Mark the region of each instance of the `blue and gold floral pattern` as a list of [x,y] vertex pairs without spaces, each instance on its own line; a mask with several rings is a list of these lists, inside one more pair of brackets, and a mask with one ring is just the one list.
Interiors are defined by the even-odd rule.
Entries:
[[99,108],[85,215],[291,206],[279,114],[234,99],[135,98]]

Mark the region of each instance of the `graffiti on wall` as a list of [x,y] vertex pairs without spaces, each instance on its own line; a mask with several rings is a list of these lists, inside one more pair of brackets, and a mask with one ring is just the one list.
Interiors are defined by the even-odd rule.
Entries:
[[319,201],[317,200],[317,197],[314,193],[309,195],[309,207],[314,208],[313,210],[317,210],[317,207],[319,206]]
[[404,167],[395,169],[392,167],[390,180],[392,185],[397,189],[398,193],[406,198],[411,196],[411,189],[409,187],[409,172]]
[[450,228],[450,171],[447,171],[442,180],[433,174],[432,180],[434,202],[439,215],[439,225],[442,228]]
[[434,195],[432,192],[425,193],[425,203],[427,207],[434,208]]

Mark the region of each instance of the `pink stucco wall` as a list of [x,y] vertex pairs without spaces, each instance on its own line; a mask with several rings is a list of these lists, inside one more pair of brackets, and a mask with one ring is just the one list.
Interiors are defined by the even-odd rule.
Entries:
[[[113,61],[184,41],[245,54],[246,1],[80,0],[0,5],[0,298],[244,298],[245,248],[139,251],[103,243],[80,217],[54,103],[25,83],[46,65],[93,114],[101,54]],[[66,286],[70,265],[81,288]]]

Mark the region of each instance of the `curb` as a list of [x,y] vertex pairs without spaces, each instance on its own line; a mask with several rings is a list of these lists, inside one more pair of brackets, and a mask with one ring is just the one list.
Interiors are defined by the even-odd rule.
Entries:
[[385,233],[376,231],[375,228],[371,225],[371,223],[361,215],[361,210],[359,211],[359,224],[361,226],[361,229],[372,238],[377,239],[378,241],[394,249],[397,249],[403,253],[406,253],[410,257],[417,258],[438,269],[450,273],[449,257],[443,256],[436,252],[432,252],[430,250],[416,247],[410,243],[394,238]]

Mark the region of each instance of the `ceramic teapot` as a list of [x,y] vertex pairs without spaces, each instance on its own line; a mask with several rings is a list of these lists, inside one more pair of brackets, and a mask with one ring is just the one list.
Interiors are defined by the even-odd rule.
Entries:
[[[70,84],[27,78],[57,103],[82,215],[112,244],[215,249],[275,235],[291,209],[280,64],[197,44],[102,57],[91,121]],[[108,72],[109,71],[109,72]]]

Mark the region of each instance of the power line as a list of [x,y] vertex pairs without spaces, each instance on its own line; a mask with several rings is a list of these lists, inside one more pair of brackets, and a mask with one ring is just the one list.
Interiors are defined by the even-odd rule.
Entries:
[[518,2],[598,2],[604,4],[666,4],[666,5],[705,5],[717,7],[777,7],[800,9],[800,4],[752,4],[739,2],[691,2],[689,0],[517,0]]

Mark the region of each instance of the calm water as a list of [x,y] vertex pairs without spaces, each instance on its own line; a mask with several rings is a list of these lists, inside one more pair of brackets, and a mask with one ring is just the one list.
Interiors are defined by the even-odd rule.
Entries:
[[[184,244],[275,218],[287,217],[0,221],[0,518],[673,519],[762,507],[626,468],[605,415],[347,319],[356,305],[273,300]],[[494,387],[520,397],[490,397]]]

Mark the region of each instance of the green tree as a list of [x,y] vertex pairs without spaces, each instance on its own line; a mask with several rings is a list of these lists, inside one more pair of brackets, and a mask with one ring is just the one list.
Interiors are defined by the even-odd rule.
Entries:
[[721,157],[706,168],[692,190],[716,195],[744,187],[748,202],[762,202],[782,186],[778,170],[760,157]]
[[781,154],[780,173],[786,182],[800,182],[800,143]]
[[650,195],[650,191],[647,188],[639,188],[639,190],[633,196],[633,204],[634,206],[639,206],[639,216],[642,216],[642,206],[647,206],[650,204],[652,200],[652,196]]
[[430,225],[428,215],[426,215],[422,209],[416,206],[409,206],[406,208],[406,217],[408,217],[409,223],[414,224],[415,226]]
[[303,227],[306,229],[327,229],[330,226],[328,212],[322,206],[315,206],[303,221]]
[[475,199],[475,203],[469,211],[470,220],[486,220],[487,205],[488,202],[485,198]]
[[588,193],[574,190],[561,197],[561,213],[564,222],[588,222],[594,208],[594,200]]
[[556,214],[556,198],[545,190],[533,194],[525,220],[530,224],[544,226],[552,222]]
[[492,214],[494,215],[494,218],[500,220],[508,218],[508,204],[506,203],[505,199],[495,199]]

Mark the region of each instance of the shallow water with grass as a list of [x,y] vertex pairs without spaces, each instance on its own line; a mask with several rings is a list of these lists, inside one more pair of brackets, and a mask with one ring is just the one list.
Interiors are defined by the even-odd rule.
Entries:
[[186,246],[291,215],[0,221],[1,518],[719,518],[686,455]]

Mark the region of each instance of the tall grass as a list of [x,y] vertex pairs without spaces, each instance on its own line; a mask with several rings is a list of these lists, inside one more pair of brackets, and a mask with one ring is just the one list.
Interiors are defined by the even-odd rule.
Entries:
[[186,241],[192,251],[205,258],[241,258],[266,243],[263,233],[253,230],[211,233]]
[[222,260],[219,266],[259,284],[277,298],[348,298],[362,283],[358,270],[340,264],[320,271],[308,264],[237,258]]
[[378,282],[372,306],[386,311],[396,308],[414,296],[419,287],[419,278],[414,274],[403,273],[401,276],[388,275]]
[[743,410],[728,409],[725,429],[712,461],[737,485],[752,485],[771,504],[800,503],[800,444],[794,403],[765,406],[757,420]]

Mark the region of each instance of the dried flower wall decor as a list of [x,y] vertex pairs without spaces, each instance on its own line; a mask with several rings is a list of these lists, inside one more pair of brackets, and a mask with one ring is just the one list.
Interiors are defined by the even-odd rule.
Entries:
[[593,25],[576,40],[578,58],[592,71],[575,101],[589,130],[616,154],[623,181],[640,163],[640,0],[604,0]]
--
# [Work request]
The string to find is "wall"; copy every line of the listing that has it.

# [Your response]
Mark the region of each instance of the `graffiti on wall` as a list of [x,y] vertex pairs without spaces, each instance on its own line; a mask with several rings is a list of these lists, inside one more pair of brackets, and a mask with one ring is just the one list.
Mark the region of each instance of the `pink stucco wall` as a list of [x,y] vertex pairs without spaces, each instance on its own line; a mask with several rings is a list of these lists, inside one more pair of brackets, and a mask with one ring is just the one list.
Mark the region of each instance of the dried flower wall decor as a list of [x,y] vertex pairs without spaces, each instance on its own line; a mask with several rings is a list of these lists, inside one more pair of brackets, and a mask with one ring is just the one list.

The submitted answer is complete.